### DATA EXTRACT
---------------

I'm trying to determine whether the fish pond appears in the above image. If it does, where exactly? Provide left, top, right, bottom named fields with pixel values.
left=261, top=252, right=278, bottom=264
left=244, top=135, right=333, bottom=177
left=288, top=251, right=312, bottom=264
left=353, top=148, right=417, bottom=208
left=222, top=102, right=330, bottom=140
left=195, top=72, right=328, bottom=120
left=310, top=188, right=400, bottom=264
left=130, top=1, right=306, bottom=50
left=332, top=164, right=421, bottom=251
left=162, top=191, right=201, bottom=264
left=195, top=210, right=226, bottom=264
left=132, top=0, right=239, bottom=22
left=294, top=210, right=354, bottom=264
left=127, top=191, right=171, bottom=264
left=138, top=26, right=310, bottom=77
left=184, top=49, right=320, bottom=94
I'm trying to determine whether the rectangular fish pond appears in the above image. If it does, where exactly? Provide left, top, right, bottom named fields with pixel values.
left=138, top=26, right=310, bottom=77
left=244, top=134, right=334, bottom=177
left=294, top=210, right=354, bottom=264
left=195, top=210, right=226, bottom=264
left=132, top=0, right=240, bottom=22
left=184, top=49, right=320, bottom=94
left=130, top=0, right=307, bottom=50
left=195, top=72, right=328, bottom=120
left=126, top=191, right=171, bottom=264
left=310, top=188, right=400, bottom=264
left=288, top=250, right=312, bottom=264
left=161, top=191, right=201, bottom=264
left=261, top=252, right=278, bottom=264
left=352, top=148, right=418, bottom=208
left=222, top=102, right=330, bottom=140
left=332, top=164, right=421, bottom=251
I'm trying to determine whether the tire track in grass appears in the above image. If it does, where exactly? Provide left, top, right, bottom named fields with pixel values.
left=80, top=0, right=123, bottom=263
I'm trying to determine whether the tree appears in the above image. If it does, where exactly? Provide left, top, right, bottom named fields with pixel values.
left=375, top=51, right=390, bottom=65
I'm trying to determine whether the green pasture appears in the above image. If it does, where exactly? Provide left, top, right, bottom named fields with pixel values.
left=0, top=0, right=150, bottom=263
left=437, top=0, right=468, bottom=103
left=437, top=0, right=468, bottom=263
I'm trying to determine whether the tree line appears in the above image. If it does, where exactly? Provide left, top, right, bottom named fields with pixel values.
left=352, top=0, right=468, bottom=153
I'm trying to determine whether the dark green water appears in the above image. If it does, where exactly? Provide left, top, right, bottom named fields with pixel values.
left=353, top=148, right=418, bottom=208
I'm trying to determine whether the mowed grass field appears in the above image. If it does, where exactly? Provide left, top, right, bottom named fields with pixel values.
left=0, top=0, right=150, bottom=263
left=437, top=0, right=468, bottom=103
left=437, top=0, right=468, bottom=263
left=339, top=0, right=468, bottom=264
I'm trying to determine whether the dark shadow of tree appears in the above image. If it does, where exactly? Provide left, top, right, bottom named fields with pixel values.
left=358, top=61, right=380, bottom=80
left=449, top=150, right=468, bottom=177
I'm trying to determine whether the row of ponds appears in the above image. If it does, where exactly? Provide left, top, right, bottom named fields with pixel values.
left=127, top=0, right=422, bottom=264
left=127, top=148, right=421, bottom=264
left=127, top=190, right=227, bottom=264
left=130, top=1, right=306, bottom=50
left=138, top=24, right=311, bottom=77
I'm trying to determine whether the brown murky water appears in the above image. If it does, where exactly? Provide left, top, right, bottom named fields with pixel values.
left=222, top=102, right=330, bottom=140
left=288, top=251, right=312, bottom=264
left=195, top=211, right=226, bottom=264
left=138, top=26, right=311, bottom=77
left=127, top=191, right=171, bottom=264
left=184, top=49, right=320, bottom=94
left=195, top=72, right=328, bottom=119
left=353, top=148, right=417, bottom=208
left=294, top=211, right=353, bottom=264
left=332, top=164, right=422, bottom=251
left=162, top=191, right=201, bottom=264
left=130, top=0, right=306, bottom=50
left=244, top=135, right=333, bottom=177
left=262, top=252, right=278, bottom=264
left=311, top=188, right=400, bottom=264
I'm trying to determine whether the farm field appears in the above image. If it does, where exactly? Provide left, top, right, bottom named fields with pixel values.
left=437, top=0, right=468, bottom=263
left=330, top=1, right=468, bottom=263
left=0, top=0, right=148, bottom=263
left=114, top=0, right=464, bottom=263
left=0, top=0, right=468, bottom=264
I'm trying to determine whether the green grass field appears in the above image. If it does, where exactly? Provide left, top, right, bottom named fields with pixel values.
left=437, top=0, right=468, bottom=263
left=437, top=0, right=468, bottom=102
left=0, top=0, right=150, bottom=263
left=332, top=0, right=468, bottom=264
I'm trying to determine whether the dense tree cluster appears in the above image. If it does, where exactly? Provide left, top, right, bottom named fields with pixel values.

---------------

### TASK OBJECTIVE
Rewrite the entire listing above, changing "pixel values" to "integer coordinates" at every occurrence and leaving all other text unchanged.

### EXERCISE RESULT
I'm trying to determine whether the fish pond appears in the above image. If it does, where exactly? Provide left, top, right, bottom named fields with integer coordinates.
left=261, top=252, right=278, bottom=264
left=244, top=135, right=333, bottom=177
left=288, top=251, right=312, bottom=264
left=353, top=148, right=417, bottom=208
left=222, top=102, right=330, bottom=140
left=195, top=72, right=328, bottom=120
left=310, top=188, right=400, bottom=264
left=130, top=1, right=306, bottom=50
left=332, top=164, right=421, bottom=251
left=162, top=191, right=201, bottom=264
left=195, top=210, right=226, bottom=264
left=132, top=0, right=239, bottom=22
left=294, top=210, right=354, bottom=264
left=127, top=191, right=171, bottom=264
left=138, top=26, right=310, bottom=77
left=184, top=49, right=320, bottom=94
I'm trying to determine whether the rectangular fish pond appears in the above image. If it does, where exactly? Provide left, top, right, bottom named fields with integer coordinates.
left=138, top=26, right=310, bottom=77
left=244, top=134, right=334, bottom=177
left=294, top=210, right=354, bottom=264
left=195, top=210, right=226, bottom=264
left=132, top=0, right=240, bottom=22
left=184, top=49, right=320, bottom=94
left=130, top=0, right=307, bottom=50
left=195, top=72, right=328, bottom=120
left=126, top=191, right=171, bottom=264
left=310, top=188, right=400, bottom=264
left=288, top=250, right=312, bottom=264
left=161, top=191, right=201, bottom=264
left=261, top=252, right=278, bottom=264
left=352, top=148, right=418, bottom=208
left=222, top=102, right=330, bottom=140
left=332, top=164, right=421, bottom=251
I'm trying to determine whether the tire track in grass appears in the above image. If it does, where exactly? Provide left, top, right, bottom named fields with integer coordinates.
left=80, top=0, right=123, bottom=263
I'm trying to determine whether the tree appears in the above image. If it does, where exactly? Provide left, top, right, bottom named fields with integer coordinates.
left=375, top=51, right=390, bottom=65
I'm trying to determine whether the green pasture appears in the above image. If it does, where exactly? Provide left, top, right, bottom named fields with integer coordinates.
left=0, top=0, right=150, bottom=263
left=437, top=0, right=468, bottom=103
left=437, top=0, right=468, bottom=263
I'm trying to determine whether the tree line appears in the above image. If it does, where exactly? Provide left, top, right, bottom named fields with integer coordinates.
left=352, top=0, right=468, bottom=153
I'm trying to determine whether the dark green water appears in the above image. If it does, where exactly? Provide left, top, right, bottom named fields with integer coordinates.
left=353, top=148, right=418, bottom=208
I'm trying to determine whether the mowed grass field appears in the above image. If it does, where exactly? Provide left, top, right, bottom named fields with integer coordinates.
left=0, top=0, right=150, bottom=263
left=437, top=0, right=468, bottom=103
left=437, top=0, right=468, bottom=263
left=339, top=0, right=468, bottom=264
I'm trying to determine whether the dark shadow of tree appears in the above image. If it does, where exactly? Provide left, top, right, bottom named fields with integer coordinates.
left=358, top=61, right=380, bottom=80
left=449, top=150, right=468, bottom=177
I'm trying to determine whether the row of ponds appears in the above image. If it does, where exactly? Provide left, top, right, bottom named fields with integer coordinates.
left=127, top=0, right=422, bottom=264
left=127, top=148, right=421, bottom=264
left=127, top=190, right=227, bottom=264
left=130, top=1, right=306, bottom=50
left=138, top=24, right=311, bottom=77
I'm trying to determine whether the brown murky water appears in the above image. If it does, where exactly? Provide left, top, right, bottom named fields with integer coordinates.
left=222, top=102, right=330, bottom=140
left=288, top=251, right=312, bottom=264
left=195, top=211, right=226, bottom=264
left=138, top=26, right=311, bottom=77
left=127, top=191, right=171, bottom=264
left=184, top=49, right=320, bottom=94
left=195, top=72, right=328, bottom=119
left=353, top=148, right=417, bottom=208
left=294, top=211, right=353, bottom=264
left=332, top=164, right=422, bottom=251
left=162, top=191, right=201, bottom=264
left=130, top=0, right=306, bottom=50
left=244, top=135, right=333, bottom=177
left=262, top=252, right=278, bottom=264
left=311, top=188, right=400, bottom=264
I'm trying to determine whether the farm field appears in the above image. If it does, where exactly? Provide left, top, right, bottom named fields with integer coordinates.
left=437, top=0, right=468, bottom=263
left=330, top=1, right=468, bottom=263
left=0, top=0, right=148, bottom=263
left=114, top=0, right=464, bottom=263
left=0, top=0, right=468, bottom=264
I'm trying to determine whether the green grass field appears in the above image. If it does, where exactly? Provide left, top, right, bottom named fields with integer coordinates.
left=437, top=0, right=468, bottom=263
left=437, top=0, right=468, bottom=102
left=0, top=0, right=150, bottom=263
left=332, top=0, right=468, bottom=264
I'm trying to determine whether the dense tree cluster appears in the above image. If it does, where exactly? Provide left, top, right, bottom named fields with integer coordinates.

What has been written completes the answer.